» **Text**
▼
# Structure from Motion (SfM)¶

Theia has implementations of many common Structure from Motion (sfm) algorithms. We attempt to use a generic interface whenever possible so as to maximize compatibility with other libraries.

## Projection Matrix¶

We provide two convenience matrices that are commonly used in multiview geometry. The first is a TransformationMatrix which is an affine transformation matrix composed of rotation and translation of the form: $$\left[R | t\right]$$, i.e., the extrinsic parameters of a camera. The TransformationMatrix is merely a typedef of the Eigen affine transformation matrix. Similarly, a ProjectionMatrix class is defined that representsthe intrinsic and extrinsic parameters, nameley matrices of the form: $$K\left[R | t \right]$$ where $$K$$ is a 3x3 matrix of the camera intrinsics (e.g., focal length, principle point, and radial distortion). The ProjectionMatrix is merely a typedef of an Eigen 3x4 matrix.

## Camera and CameraPose¶

At the core of SfM are cameras which provide us with observations of 3D points. Theia uses a Camera struct to maintain all imaging and view information. This includes information about the image captured, the feature positions (both in the image planes and in 3D space), and feature descriptors.

struct Camera {
EIGEN_MAKE_ALIGNED_OPERATOR_NEW
Camera() {}
explicit Camera(const CameraPose& pose) : pose_(pose) {}

// The camera pose describing the position, orientation, and intrinsics of the
// camera.
CameraPose pose_;

// Width of the camera in pixels.
int width_;
// Height of the camera in pixels.
int height_;

// Original measured feature positions.
std::vector<Eigen::Vector2d> feature_position_2D_distorted_;
// Feature positions after correcting for radial distortion.
std::vector<Eigen::Vector2d> feature_position_2D_;

// Descriptors.
std::vector<Eigen::VectorXf> descriptors_;
std::vector<Eigen::BinaryVectorX> binary_descriptors_;

// 3D feature IDs. This assumes that a container of 3D feature positions is
// owned elsewhere. This is essentially the track ID, and the main usage is
// for reconstructions where many 2D points correspond to a single 3D point.
std::vector<size_t> feature_3D_ids_;

// If the 3D positions are stored locally, then we can keep them in a
// container here.
std::vector<Eigen::Vector3d> feature_positions_3D_;
};


The pose of the camera is contained in the CameraPose object. This class contains extrinsic (rotation and translation) and intrinsic calibration (focal length, principle point, radial distortion) information for the camera, and provides many convenience functions for various image and point transformations.

class CameraPose
CameraPose()

The default constructor. Sets all values to identity values.
▲
» **Prompt 1**
Answer these about the Structure from Motion text:
(a) The ProjectionMatrix is a typedef of what?
(b) Which member of the Camera struct holds the feature positions after correcting for radial distortion?
(c) What does the CameraPose default constructor set all values to?
» **Prompt 2**
Output the Structure from Motion text between "std::vector<Eigen::Vector2d> feature_position_2D_;" and "single 3D point.", inclusive, word for word.

» **Supplied material**
▼
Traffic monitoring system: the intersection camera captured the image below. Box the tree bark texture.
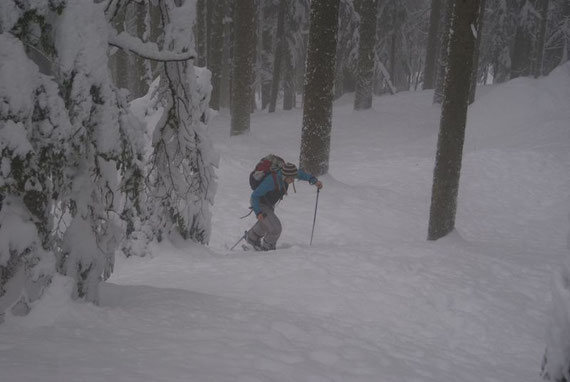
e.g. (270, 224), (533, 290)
(534, 0), (549, 78)
(428, 0), (479, 240)
(259, 5), (274, 110)
(469, 0), (487, 105)
(300, 0), (340, 176)
(194, 0), (208, 67)
(208, 0), (226, 110)
(269, 0), (288, 113)
(354, 0), (377, 110)
(230, 0), (255, 135)
(433, 0), (455, 104)
(423, 0), (441, 90)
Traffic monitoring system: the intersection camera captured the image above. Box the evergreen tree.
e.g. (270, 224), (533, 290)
(150, 0), (217, 243)
(428, 0), (479, 240)
(0, 0), (216, 316)
(300, 0), (339, 175)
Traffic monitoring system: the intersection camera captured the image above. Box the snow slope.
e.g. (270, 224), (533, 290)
(0, 65), (570, 382)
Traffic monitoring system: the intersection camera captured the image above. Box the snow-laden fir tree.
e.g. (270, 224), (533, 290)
(0, 0), (145, 312)
(0, 0), (216, 320)
(149, 0), (218, 243)
(0, 29), (73, 316)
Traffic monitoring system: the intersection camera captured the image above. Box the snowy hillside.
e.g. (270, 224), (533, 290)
(0, 65), (570, 382)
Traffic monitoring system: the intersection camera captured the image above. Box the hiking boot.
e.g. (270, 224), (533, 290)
(261, 240), (275, 251)
(245, 235), (263, 251)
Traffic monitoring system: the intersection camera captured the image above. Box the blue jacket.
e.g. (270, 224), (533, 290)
(251, 170), (318, 216)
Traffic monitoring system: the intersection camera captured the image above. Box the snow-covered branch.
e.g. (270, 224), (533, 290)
(108, 28), (196, 62)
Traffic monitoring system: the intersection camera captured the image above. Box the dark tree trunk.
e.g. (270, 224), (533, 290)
(269, 0), (287, 113)
(230, 0), (256, 135)
(428, 0), (479, 240)
(300, 0), (340, 175)
(534, 0), (549, 78)
(220, 5), (234, 109)
(469, 0), (487, 105)
(423, 0), (441, 90)
(510, 0), (533, 79)
(354, 0), (376, 110)
(283, 18), (295, 110)
(259, 6), (273, 110)
(194, 0), (208, 67)
(208, 0), (226, 110)
(433, 0), (455, 103)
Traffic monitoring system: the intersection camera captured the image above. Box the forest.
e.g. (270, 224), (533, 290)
(0, 0), (570, 382)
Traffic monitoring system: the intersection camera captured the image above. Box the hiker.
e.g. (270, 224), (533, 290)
(245, 163), (323, 251)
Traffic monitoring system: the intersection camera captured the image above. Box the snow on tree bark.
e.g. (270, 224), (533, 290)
(208, 0), (226, 110)
(428, 0), (479, 240)
(268, 0), (287, 113)
(150, 0), (217, 243)
(423, 0), (442, 90)
(354, 0), (377, 110)
(300, 0), (340, 175)
(433, 0), (455, 104)
(230, 0), (256, 135)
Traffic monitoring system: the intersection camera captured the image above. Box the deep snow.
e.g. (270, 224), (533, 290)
(0, 65), (570, 382)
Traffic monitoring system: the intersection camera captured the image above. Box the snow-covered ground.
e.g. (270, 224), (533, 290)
(0, 65), (570, 382)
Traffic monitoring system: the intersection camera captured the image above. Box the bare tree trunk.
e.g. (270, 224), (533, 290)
(423, 0), (441, 90)
(354, 0), (377, 110)
(230, 0), (255, 135)
(534, 0), (549, 78)
(208, 0), (226, 110)
(220, 8), (234, 109)
(433, 0), (455, 104)
(428, 0), (479, 240)
(510, 0), (533, 79)
(469, 0), (486, 105)
(194, 0), (208, 67)
(300, 0), (340, 176)
(269, 0), (287, 113)
(258, 2), (273, 110)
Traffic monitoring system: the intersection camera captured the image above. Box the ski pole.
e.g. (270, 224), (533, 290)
(230, 231), (247, 251)
(309, 188), (321, 245)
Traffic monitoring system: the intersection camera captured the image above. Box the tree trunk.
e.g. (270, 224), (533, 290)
(428, 0), (479, 240)
(469, 0), (486, 105)
(300, 0), (340, 176)
(390, 31), (397, 87)
(283, 11), (295, 110)
(230, 0), (255, 135)
(220, 9), (234, 109)
(269, 0), (287, 113)
(208, 0), (226, 110)
(354, 0), (377, 110)
(433, 0), (455, 104)
(194, 0), (208, 67)
(510, 0), (533, 79)
(423, 0), (441, 90)
(259, 2), (273, 110)
(534, 0), (549, 78)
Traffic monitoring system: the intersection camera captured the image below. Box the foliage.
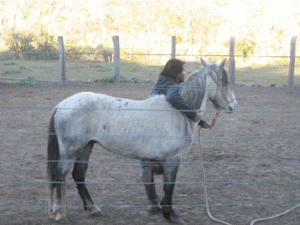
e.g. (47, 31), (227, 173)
(5, 29), (57, 59)
(0, 0), (300, 62)
(235, 38), (256, 62)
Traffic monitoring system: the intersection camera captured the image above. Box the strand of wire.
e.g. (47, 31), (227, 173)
(0, 202), (297, 209)
(0, 159), (300, 166)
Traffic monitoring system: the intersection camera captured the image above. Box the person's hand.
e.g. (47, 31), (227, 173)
(194, 112), (201, 123)
(201, 121), (211, 129)
(198, 120), (211, 129)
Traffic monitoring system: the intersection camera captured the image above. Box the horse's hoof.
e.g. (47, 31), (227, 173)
(55, 212), (66, 221)
(163, 211), (185, 224)
(49, 213), (56, 220)
(91, 205), (102, 216)
(149, 205), (161, 215)
(170, 212), (185, 224)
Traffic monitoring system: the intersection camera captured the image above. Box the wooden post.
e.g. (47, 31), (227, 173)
(112, 36), (120, 83)
(288, 36), (297, 87)
(171, 36), (176, 59)
(58, 36), (66, 83)
(228, 36), (235, 84)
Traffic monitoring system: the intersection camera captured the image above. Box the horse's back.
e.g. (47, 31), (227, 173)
(56, 92), (193, 160)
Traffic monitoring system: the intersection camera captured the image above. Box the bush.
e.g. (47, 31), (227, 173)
(5, 29), (58, 60)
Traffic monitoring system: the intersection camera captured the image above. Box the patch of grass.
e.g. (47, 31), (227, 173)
(0, 60), (300, 86)
(236, 64), (300, 86)
(17, 76), (37, 85)
(2, 69), (21, 75)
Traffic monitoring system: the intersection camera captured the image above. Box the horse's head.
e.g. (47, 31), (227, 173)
(201, 59), (238, 113)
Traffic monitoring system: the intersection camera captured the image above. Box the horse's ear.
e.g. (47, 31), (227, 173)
(201, 58), (209, 67)
(218, 59), (226, 69)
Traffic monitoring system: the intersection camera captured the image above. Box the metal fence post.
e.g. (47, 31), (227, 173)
(288, 36), (297, 87)
(58, 36), (66, 83)
(171, 36), (176, 59)
(228, 36), (235, 84)
(112, 36), (120, 83)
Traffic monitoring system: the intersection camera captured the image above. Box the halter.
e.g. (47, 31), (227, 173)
(208, 68), (236, 110)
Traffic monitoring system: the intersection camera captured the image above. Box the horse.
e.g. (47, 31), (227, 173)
(47, 59), (237, 223)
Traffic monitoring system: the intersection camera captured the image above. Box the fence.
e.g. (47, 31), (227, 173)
(1, 36), (299, 87)
(0, 81), (300, 224)
(55, 36), (297, 86)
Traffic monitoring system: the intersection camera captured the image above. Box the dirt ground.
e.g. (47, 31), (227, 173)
(0, 84), (300, 225)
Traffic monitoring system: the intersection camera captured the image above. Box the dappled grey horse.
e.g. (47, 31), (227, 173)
(47, 60), (237, 222)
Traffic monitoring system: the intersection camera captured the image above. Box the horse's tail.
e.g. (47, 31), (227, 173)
(47, 110), (64, 215)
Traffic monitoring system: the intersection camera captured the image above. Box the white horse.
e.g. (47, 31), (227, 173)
(47, 60), (237, 222)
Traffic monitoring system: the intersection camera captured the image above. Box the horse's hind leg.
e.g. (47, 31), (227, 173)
(160, 159), (184, 224)
(50, 160), (72, 220)
(72, 143), (100, 215)
(140, 161), (162, 213)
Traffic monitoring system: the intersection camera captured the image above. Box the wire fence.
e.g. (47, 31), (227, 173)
(0, 49), (300, 86)
(0, 59), (300, 224)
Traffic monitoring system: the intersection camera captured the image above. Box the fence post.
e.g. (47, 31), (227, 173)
(58, 36), (66, 83)
(112, 36), (120, 83)
(171, 36), (176, 59)
(228, 36), (235, 84)
(288, 36), (297, 87)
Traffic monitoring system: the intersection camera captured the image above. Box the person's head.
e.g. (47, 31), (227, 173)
(160, 59), (185, 83)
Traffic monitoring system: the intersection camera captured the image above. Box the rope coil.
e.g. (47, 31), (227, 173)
(198, 112), (300, 225)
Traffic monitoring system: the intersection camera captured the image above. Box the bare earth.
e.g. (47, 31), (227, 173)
(0, 84), (300, 225)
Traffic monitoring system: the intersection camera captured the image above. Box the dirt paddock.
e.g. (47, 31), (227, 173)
(0, 83), (300, 225)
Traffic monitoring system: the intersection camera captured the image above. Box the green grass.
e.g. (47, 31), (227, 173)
(0, 59), (300, 86)
(236, 64), (300, 86)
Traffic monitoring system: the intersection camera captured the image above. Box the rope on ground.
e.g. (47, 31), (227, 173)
(198, 113), (300, 225)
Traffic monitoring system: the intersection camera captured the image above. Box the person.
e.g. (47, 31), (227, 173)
(150, 59), (210, 128)
(140, 59), (211, 177)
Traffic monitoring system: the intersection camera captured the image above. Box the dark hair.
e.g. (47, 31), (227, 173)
(160, 59), (185, 80)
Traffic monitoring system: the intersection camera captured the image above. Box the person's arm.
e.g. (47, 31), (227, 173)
(166, 85), (201, 122)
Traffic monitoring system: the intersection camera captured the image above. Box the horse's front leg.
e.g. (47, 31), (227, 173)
(140, 160), (162, 213)
(160, 158), (184, 224)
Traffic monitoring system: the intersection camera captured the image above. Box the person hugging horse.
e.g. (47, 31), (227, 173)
(140, 59), (211, 215)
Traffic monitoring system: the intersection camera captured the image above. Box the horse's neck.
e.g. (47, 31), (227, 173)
(180, 72), (207, 109)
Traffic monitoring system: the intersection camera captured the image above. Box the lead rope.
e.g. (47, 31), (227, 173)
(199, 112), (231, 225)
(198, 112), (300, 225)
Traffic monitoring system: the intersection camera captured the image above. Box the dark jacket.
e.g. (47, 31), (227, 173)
(150, 75), (197, 120)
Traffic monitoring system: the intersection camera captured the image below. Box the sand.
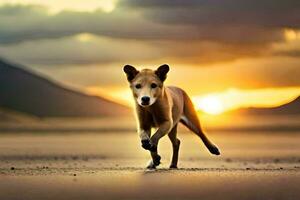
▲
» **Response 1**
(a) An Eigen 3x4 matrix.
(b) feature_position_2D_
(c) Identity values.

» **Response 2**
std::vector<Eigen::Vector2d> feature_position_2D_;

// Descriptors.
std::vector<Eigen::VectorXf> descriptors_;
std::vector<Eigen::BinaryVectorX> binary_descriptors_;

// 3D feature IDs. This assumes that a container of 3D feature positions is
// owned elsewhere. This is essentially the track ID, and the main usage is
// for reconstructions where many 2D points correspond to a single 3D point.